TUGAS ANDA » Bisakah Anda mengembalikan salinan bagian teks tentang workaholic di bawah ini, dari "Ini agak beda" sampai "pasrah pada realitas.", tanpa mengubah satu kata pun?

TEKS BACAAN »
□ □ □ □

Salah satu kunci penting untuk menilai diri apakah kita ini seorang pekerja keras atau sudah workaholic itu adalah keseimbangan. Inilah prinsip hidup yang sudah menjadi hukum, baik untuk manusia atau alam. Artinya, segala sesuatu yang sudah menganggu keseimbangan kita sebagai makhluk yang normal, itu berarti ada sesuatu yang perlu diluruskan. Kata seorang ahli hikmah, segala sesuatu yang sudah berlebihan (too much), biasanya akan memantulkan kebalikannya. Kerja keras itu bagus, tetapi terlalu kerja keras (workaholic), itu berpotensi tidak bagus.


Sebab-sebab
Apa yang menyebabkan kita punya kebiasaan workaholic? Kalau dijelaskan secara detail dan spesifik mungkin banyak. Di sini saya hanya akan menyentuh sebab-sebab umum saja. Bicara soal sebab-sebab umum ini, hal-hal yang perlu kita lihat antara lain adalah:

Pertama, pelampiasan / pelarian. Pekerjaan bagi orang yang bekerja keras adalah aktualisasi-diri. Istilah agamanya disebut ibadah. Pekerjaan dipahami sebagai ruangan untuk menunjukkan kebolehan, karya, atau aktualisasi potensi. Tapi, untuk sebagian orang yang terkena workaholic, pekerjaan itu dipahami sebagai pelampiasan yang paling aman atau pelarian dari persoalan hidup yang "kurang membahagiakan" di tempat lain. Bisa saja orang melampiaskan ketidakbahagiannya dengan keluarga pada pekerjaan. Karena tidak menemukan kebahagian di tengah keluarga, orang itu lantas berpikir keluarga bukanlah sesuatu yang penting.

Kedua, tidak bahagia dengan pekerjaan. Lho apa mungkin terjadi? Ini sangat mungkin terjadi. Karakteristik yang paling menonjol dari orang yang bahagia dengan pekerjaannya adalah adanya dinamika yang progresif di dalam batinnya. Ini sama seperti orang yang bahagia dengan dirinya. Orang yang bahagia dengan pekerjaannya itu punya target, sasaran, atau tujuan-tujuan yang dinamis. Bila suatu target sudah tercapai, ada target lain lagi yang ingin dicapainya secara bertahap.

Ini agak beda dengan sebagian orang yang terkena workaholic. Mungin karena tidak menemukan kejelasan di pikiran tentang apa yang ingin dicapainya, bagaimana mencapainya, apa yang harus dilakukan untuk mencapainya, akhirnya semua "kebingungan" itu dilampiaskan ke dalam aktivitas yang bertujuan hanya untuk beraktivitas. Inilah alasan kenapa workaholic itu mengandung unsur compulsive atau addictive.

Dari penjelasan pakar di bidang karir yang saya tangkap, orang yang tidak punya dinamika batin yang dinamis terhadap pekerjaannya akan mengalami dua kemungkinan. Secara batin, kemungkinan pertama adalah batin yang bergejolak. Ini ditunjukkan ke dalam bentuk keinginan untuk pindah profesi atau pekerjaan tanpa alasan yang jelas. Kemungkinan kedua adalah batin yang sudah apatis, masa bodoh, pasrah pada realitas.

□ □ □ □

CUPLIKAN ITEM »
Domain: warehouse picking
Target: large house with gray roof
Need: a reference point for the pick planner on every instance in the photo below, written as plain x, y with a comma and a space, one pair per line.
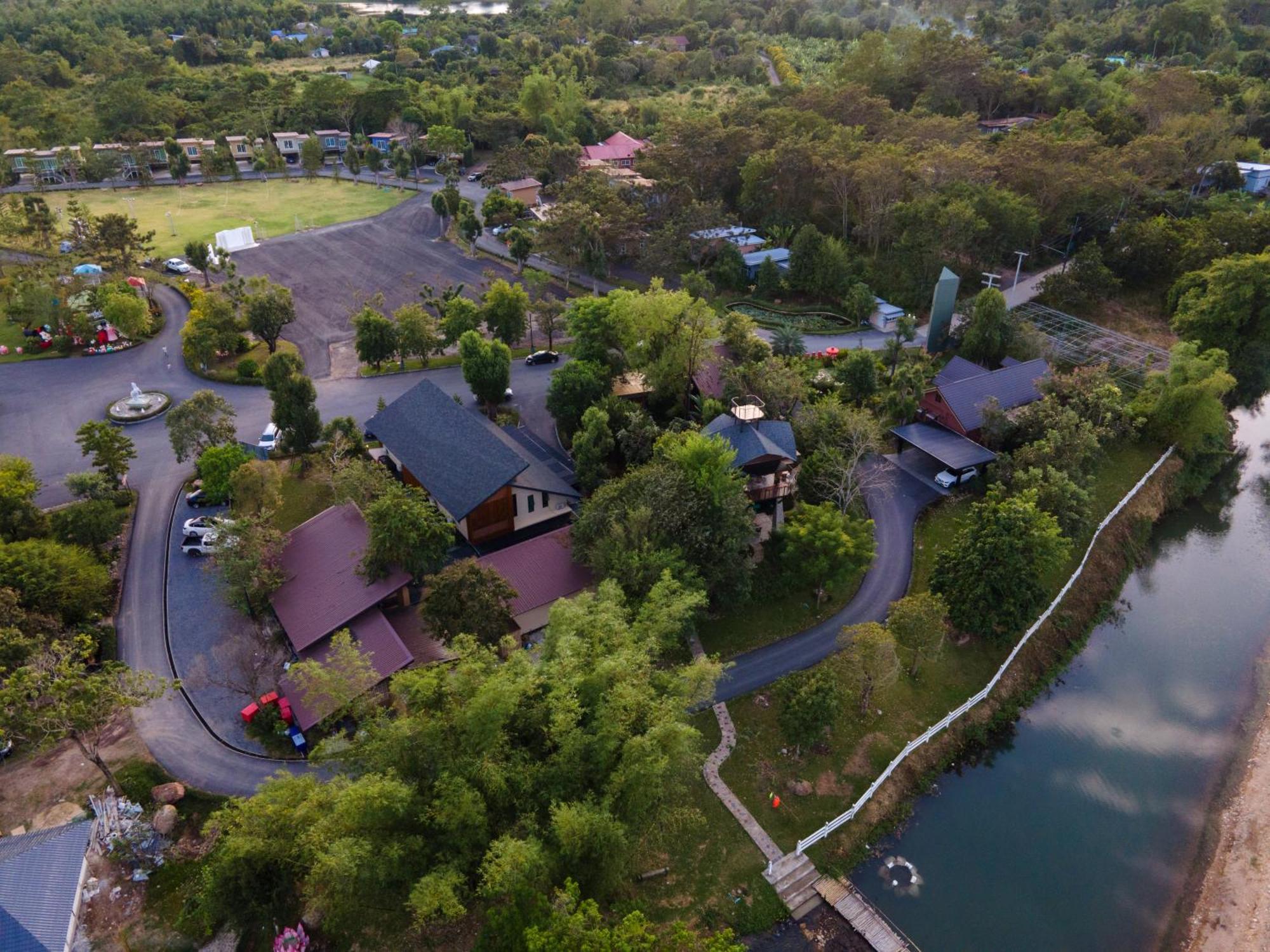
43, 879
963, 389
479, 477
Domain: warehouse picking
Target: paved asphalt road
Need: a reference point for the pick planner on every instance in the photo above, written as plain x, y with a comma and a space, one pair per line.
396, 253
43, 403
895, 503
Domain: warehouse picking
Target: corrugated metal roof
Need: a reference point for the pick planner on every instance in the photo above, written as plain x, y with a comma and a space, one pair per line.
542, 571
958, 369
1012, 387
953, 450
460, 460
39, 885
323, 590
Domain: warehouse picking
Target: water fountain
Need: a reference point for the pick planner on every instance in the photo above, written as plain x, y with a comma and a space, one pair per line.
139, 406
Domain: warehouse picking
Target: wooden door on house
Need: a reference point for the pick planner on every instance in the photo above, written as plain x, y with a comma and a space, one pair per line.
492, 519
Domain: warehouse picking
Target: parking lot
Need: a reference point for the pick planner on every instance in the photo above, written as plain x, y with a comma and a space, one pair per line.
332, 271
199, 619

□ □ □ □

HASIL TUGAS »
Ini agak beda dengan sebagian orang yang terkena workaholic. Mungin karena tidak menemukan kejelasan di pikiran tentang apa yang ingin dicapainya, bagaimana mencapainya, apa yang harus dilakukan untuk mencapainya, akhirnya semua "kebingungan" itu dilampiaskan ke dalam aktivitas yang bertujuan hanya untuk beraktivitas. Inilah alasan kenapa workaholic itu mengandung unsur compulsive atau addictive.

Dari penjelasan pakar di bidang karir yang saya tangkap, orang yang tidak punya dinamika batin yang dinamis terhadap pekerjaannya akan mengalami dua kemungkinan. Secara batin, kemungkinan pertama adalah batin yang bergejolak. Ini ditunjukkan ke dalam bentuk keinginan untuk pindah profesi atau pekerjaan tanpa alasan yang jelas. Kemungkinan kedua adalah batin yang sudah apatis, masa bodoh, pasrah pada realitas.